4.1.3 Mit „nicht folgerichtig“ (s.o.) meint die Kammer ferner, dass die Gegenauffassung den Begriff des „Obsiegens“ verwechselt mit der Frage, wann sich ein Obsiegen (anhand geeigneter „Kriterien“) erkennen lässt.
Für die Frage, was wir überhaupt „erkennen“ können, hält sich im Grundsatz die Philosophie für zuständig. Die Kammer unternimmt es daher ausnahmsweise, das Problem philosophisch anzugehen: Karl Popper („Tatsachen, Maßstäbe und Wahrheit: eine weitere Kritik des Relativismus“ - abgedruckt in „Die offene Gesellschaft und ihre Feinde“, Band II, Verlag Mohr Siebeck in Tübingen, 8. Auflage 2003) hat schon 1961 die Auffassung widerlegt, wonach „wir Kriterien haben müssen, um zu wissen, worüber wir reden“.
Die Fehlerhaftigkeit dieser (gleichwohl streckenweise beliebten) Annahme zeigt Popper an mehreren Beispielen, u.a. am Begriff „Wahrheit“: Wir haben eine Vorstellung davon, was „Wahrheit“ ist, nämlich: „Übereinstimmung mit den Tatsachen“. Daran ändert sich nichts, wenn wir bedenken, dass wir im Einzelfall nicht immer feststellen können, ob eine Aussage wahr ist oder nicht.
Das Streben nach Wahrheit ergibt dennoch einen Sinn - darum ermahnen Richterinnen und Richter allwöchentlich Zeugen und Sachverständige, bei dieser Wahrheit zu bleiben.
Der Denkfehler der „Kriteriumsphilosophie“ besteht darin, so zu tun, als ergäbe das Bemühen um ein Gut (z.B. um Wahrheit) keinen Sinn, solange kein Testverfahren zur Verfügung steht, um im Einzelfall zu prüfen, ob dieses Gut vorliegt (also z.B. eine Aussage wahr ist).
Strukturell vergleichbar fehl geht die Annahme, es ergebe im selbständigen Beweisverfahren die Vorstellung des „Obslegens“ keinen Sinn, weil in diesem Stadium des Prozesses noch keine Sachanträge gestellt sind und schon deshalb nicht überprüft werden kann, wer „obsiegt“. Richtig ist: Hätte man die (letzten) Sachanträge und ein darauf ergangenes Urteil vorliegen, dann wären das die „Kritierien“, um zuverlässig zu bestimmen, wer hier obsiegt oder verloren hat - also gleichsam das „Testverfahren“. Richtig ist auch: Was dem Richter im jeweiligen Verfahrensstadium an Kriterien zur Verfügung steht, damit sollte er auch arbeiten - z.B. im Hauptsacheverfahren alles Vorbringen an den Anträgen messen und so gleichsam auf Relevanz „testen“. Daraus folgt aber nicht, dass ohne diese Kriterien die Vorstellung eines „Obsiegens“ nichts besagen würde oder es keinen Sinn hätte, darüber nachzudenken. Auch solange man noch nicht genau wissen kann, was wir mit „Obsiegen“ im einzelnen gemeint ist, steht immerhin bereits fest; Es wird um die Durchsetzung von mängelassoziierten Ansprüchen gehen. Eine größere begriffliche Präzision ist im Stadium des selbständigen Beweisverfahrens nicht nötig. Sie wird insbesondere nicht erfordert für die hier zu treffende Entscheidung. Schließlich geht es nicht um die Feststellung, wer „obsiegt habe“, sondern nur um die - recht generische - Frage, welche Hauptpartei „obsiegen“ müsste, damit der Beitrittswillige hiervon rechtlich profitieren könnte.

********

Aufgabe
Schreiben Sie den Übungstext von den Worten „Die Fehlerhaftigkeit dieser“ an bis einschließlich „Aussage wahr ist).“ noch einmal ab und tauschen Sie dabei „Zeugen und Sachverständige“ gegen „Parteien und Gutachter“ aus. Das Material wird für die Bearbeitung nicht benötigt.

Gesammelte Daten
********

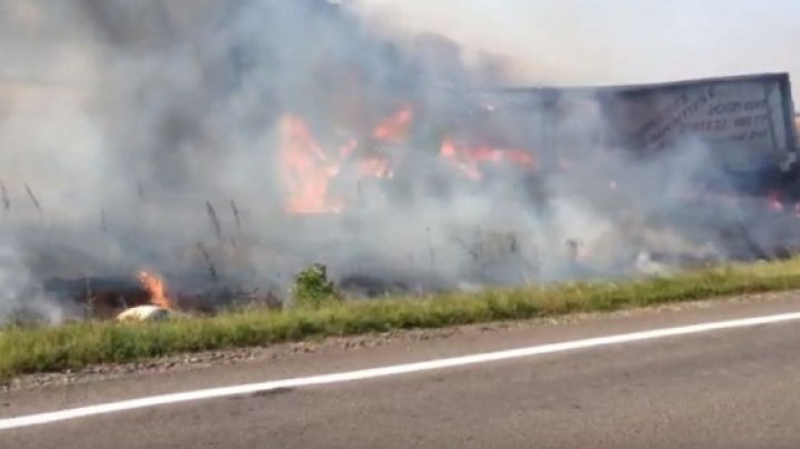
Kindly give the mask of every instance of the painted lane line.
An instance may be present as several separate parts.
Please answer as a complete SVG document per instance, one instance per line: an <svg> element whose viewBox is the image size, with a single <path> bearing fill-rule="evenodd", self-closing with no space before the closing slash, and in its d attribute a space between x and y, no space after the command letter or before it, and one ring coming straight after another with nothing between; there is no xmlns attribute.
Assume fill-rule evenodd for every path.
<svg viewBox="0 0 800 449"><path fill-rule="evenodd" d="M126 410L136 410L150 407L167 406L181 402L208 400L229 396L250 395L260 391L278 390L284 388L309 387L329 383L351 382L356 380L374 379L388 376L408 375L439 370L444 368L463 367L469 365L489 363L492 361L518 359L523 357L542 356L554 352L572 351L578 349L598 348L611 345L622 345L634 341L654 340L660 338L687 336L712 332L717 330L747 328L753 326L772 325L800 320L800 312L770 315L754 318L743 318L729 321L706 322L700 325L681 326L664 329L646 330L632 333L622 333L608 337L597 337L583 340L567 341L510 349L497 352L484 352L471 356L453 357L448 359L428 360L414 363L403 363L381 368L370 368L349 372L301 377L293 379L273 380L260 383L246 383L231 387L211 388L204 390L186 391L180 393L151 396L139 399L122 400L118 402L79 407L73 409L21 416L17 418L0 419L0 430L20 427L46 425L69 419L86 418L97 415L107 415Z"/></svg>

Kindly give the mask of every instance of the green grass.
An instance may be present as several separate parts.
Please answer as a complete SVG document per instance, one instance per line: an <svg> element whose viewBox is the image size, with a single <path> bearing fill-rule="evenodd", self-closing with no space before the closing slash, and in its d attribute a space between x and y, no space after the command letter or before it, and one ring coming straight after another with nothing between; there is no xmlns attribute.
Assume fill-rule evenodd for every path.
<svg viewBox="0 0 800 449"><path fill-rule="evenodd" d="M80 369L212 349L329 336L440 328L800 288L800 259L638 281L346 302L319 309L248 310L154 323L86 322L0 333L0 377Z"/></svg>

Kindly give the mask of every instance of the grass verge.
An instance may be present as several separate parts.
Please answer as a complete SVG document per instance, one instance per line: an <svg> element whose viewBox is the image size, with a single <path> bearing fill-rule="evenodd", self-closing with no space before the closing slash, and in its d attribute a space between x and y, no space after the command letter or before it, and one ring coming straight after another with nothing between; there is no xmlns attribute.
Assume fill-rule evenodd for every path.
<svg viewBox="0 0 800 449"><path fill-rule="evenodd" d="M346 302L319 309L250 310L154 323L11 328L0 333L0 378L308 338L611 311L798 288L800 259L791 259L638 281L496 289L427 299Z"/></svg>

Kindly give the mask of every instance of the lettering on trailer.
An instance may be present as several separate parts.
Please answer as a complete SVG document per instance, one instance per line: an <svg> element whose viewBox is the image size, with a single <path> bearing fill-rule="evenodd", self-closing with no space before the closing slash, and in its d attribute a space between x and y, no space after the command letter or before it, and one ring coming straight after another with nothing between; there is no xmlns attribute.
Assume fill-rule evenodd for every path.
<svg viewBox="0 0 800 449"><path fill-rule="evenodd" d="M786 74L618 88L604 109L614 139L634 152L691 139L729 169L787 170L797 160L789 89Z"/></svg>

********

Schriftliche Lösung
Die Fehlerhaftigkeit dieser (gleichwohl streckenweise beliebten) Annahme zeigt Popper an mehreren Beispielen, u.a. am Begriff „Wahrheit“: Wir haben eine Vorstellung davon, was „Wahrheit“ ist, nämlich: „Übereinstimmung mit den Tatsachen“. Daran ändert sich nichts, wenn wir bedenken, dass wir im Einzelfall nicht immer feststellen können, ob eine Aussage wahr ist oder nicht.
Das Streben nach Wahrheit ergibt dennoch einen Sinn - darum ermahnen Richterinnen und Richter allwöchentlich Parteien und Gutachter, bei dieser Wahrheit zu bleiben.
Der Denkfehler der „Kriteriumsphilosophie“ besteht darin, so zu tun, als ergäbe das Bemühen um ein Gut (z.B. um Wahrheit) keinen Sinn, solange kein Testverfahren zur Verfügung steht, um im Einzelfall zu prüfen, ob dieses Gut vorliegt (also z.B. eine Aussage wahr ist).